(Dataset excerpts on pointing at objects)

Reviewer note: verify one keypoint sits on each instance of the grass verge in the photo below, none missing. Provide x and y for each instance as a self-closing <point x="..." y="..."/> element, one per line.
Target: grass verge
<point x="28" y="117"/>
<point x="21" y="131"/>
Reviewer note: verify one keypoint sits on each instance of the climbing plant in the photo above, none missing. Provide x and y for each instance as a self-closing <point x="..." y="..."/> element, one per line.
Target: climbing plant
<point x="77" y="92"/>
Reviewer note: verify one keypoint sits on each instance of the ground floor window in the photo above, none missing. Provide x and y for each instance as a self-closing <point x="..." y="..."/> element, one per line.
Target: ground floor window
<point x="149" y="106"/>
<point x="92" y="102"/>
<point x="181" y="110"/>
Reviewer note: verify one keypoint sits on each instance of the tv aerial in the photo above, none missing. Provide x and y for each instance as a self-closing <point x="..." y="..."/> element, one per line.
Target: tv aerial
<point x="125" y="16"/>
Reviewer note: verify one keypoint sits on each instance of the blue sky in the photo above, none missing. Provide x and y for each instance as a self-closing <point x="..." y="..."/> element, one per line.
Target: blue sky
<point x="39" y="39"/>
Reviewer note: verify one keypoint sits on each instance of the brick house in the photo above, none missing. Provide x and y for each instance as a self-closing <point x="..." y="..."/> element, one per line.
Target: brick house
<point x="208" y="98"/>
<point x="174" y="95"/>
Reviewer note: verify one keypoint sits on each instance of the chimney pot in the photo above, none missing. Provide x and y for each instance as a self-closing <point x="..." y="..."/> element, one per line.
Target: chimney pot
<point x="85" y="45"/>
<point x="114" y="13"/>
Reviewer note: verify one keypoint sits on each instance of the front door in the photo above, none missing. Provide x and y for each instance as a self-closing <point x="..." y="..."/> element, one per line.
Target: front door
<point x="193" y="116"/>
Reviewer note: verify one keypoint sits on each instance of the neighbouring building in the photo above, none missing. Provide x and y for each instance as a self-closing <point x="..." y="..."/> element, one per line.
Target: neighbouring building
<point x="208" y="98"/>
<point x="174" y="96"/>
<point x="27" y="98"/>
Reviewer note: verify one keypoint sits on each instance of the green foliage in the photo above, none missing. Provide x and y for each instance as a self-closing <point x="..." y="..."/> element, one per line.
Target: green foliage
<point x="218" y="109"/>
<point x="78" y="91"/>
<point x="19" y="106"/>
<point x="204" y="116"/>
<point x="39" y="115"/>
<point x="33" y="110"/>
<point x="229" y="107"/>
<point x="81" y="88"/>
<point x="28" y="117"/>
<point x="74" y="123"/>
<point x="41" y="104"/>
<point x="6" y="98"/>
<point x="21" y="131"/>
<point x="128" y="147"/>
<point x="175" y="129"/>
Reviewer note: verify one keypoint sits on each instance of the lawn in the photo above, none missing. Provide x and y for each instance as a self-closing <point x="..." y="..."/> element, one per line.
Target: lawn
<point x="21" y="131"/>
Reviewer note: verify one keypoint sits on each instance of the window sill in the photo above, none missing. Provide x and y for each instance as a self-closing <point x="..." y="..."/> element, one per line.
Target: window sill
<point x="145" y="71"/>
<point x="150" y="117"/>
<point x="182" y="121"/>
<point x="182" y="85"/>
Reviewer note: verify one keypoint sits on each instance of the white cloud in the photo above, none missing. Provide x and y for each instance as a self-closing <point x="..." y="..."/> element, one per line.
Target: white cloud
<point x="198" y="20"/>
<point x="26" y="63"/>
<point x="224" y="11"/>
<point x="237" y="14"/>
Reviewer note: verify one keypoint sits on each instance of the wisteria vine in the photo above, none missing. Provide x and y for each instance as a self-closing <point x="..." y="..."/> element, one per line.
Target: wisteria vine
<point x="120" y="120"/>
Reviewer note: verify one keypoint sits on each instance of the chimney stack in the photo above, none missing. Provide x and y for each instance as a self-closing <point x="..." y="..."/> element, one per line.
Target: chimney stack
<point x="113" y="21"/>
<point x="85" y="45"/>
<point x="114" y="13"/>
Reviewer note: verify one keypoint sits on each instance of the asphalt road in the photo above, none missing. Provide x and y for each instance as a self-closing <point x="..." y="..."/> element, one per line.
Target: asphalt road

_THE PROBLEM:_
Copy out every one of the entries above word for word.

_ANSWER TO THE PROBLEM:_
Reviewer note: verify one keypoint sits on each instance of the grass verge in the photo below, none missing. Provide x and y for each instance as a self-closing <point x="..." y="..."/> element, one per line.
Target: grass verge
<point x="28" y="117"/>
<point x="21" y="131"/>
Reviewer note: verify one keypoint sits on each instance of the climbing plant in the photo above, none missing. Provide x and y for each instance as a self-closing <point x="..." y="..."/> element, one per line.
Target: climbing plant
<point x="77" y="92"/>
Reviewer note: verify one keypoint sits on each instance of the ground floor window in the photo above, none missing. Provide x and y for each instance as a self-closing <point x="..." y="..."/> element, one per line.
Target: ground floor window
<point x="149" y="106"/>
<point x="92" y="102"/>
<point x="181" y="110"/>
Reviewer note: verify one keypoint sits on each instance of the tv aerial in the photo above, none missing. Provide x and y for each instance as a self-closing <point x="..." y="..."/> element, one per line.
Target: tv aerial
<point x="125" y="16"/>
Reviewer note: verify one keypoint sits on each instance of the blue sky in the photo above, none missing. Provide x and y for each instance as a self-closing <point x="..." y="..."/> element, one per line.
Target: blue sky
<point x="39" y="39"/>
Reviewer note: verify one keypoint sits on each instance of the brick house in the photo above, none missing. Provide x and y for each instance as a self-closing <point x="..." y="..."/> element, one per line.
Target: brick house
<point x="208" y="98"/>
<point x="174" y="95"/>
Reviewer note: verify one keypoint sits on each instance of the chimney pot in the photo above, none missing. Provide x and y for each instance as a self-closing <point x="..." y="..."/> element, one per line.
Target: chimney pot
<point x="85" y="45"/>
<point x="114" y="13"/>
Reviewer note: verify one keypoint sits on each instance of the front door in the photo above, none missing. Provide x and y for each instance as a self-closing <point x="..." y="..."/> element, one per line.
Target: front door
<point x="193" y="116"/>
Reviewer note: verify one keypoint sits on each instance of the neighbouring building in the photo above, none missing. Provide x and y for each instance as a self-closing <point x="..." y="..."/> element, one per line.
Target: neighbouring building
<point x="208" y="98"/>
<point x="174" y="96"/>
<point x="27" y="98"/>
Reviewer note: verify one keypoint sits on each instance of the green foliage in the photo above, none missing. Provide x and y for each instance as a self-closing <point x="..." y="..."/> element, one per line.
Target: green foliage
<point x="218" y="109"/>
<point x="78" y="91"/>
<point x="19" y="106"/>
<point x="204" y="116"/>
<point x="39" y="115"/>
<point x="33" y="110"/>
<point x="229" y="107"/>
<point x="81" y="88"/>
<point x="28" y="117"/>
<point x="74" y="123"/>
<point x="41" y="104"/>
<point x="6" y="98"/>
<point x="21" y="131"/>
<point x="128" y="147"/>
<point x="175" y="129"/>
Reviewer note: verify one keypoint sits on each instance of the lawn in the photo above, none missing. Provide x and y for each instance as a self-closing <point x="..." y="..."/> element, one per line.
Target: lawn
<point x="21" y="131"/>
Reviewer note: verify one keypoint sits on each instance of the window sill in the photo above, none missing. Provide x and y for each instance as a self-closing <point x="..." y="..."/> element, one per line.
Target: window sill
<point x="145" y="71"/>
<point x="150" y="117"/>
<point x="182" y="121"/>
<point x="182" y="85"/>
Reviewer note: verify one keypoint sits on each instance of the white cloud in the photo above, none missing. Provide x and y for each instance as a self-closing <point x="..." y="..."/> element, one per line.
Target: white cloud
<point x="198" y="20"/>
<point x="26" y="63"/>
<point x="224" y="11"/>
<point x="237" y="14"/>
Reviewer note: verify one keypoint sits on each instance of the wisteria vine in the photo above, none missing. Provide x and y for each instance as a self-closing <point x="..." y="..."/> element, one per line.
Target: wisteria vine
<point x="120" y="120"/>
Reviewer note: verify one keypoint sits on each instance of the chimney stack in the photo above, none missing. Provide x and y for each instance as a self-closing <point x="..." y="..."/> element, one per line.
Target: chimney stack
<point x="113" y="21"/>
<point x="85" y="45"/>
<point x="114" y="13"/>
Reviewer note: verify one keypoint sits on each instance of the asphalt road in the photo above, none missing. Provide x and y for each instance as a self-closing <point x="..." y="..."/> element, one per line.
Target: asphalt road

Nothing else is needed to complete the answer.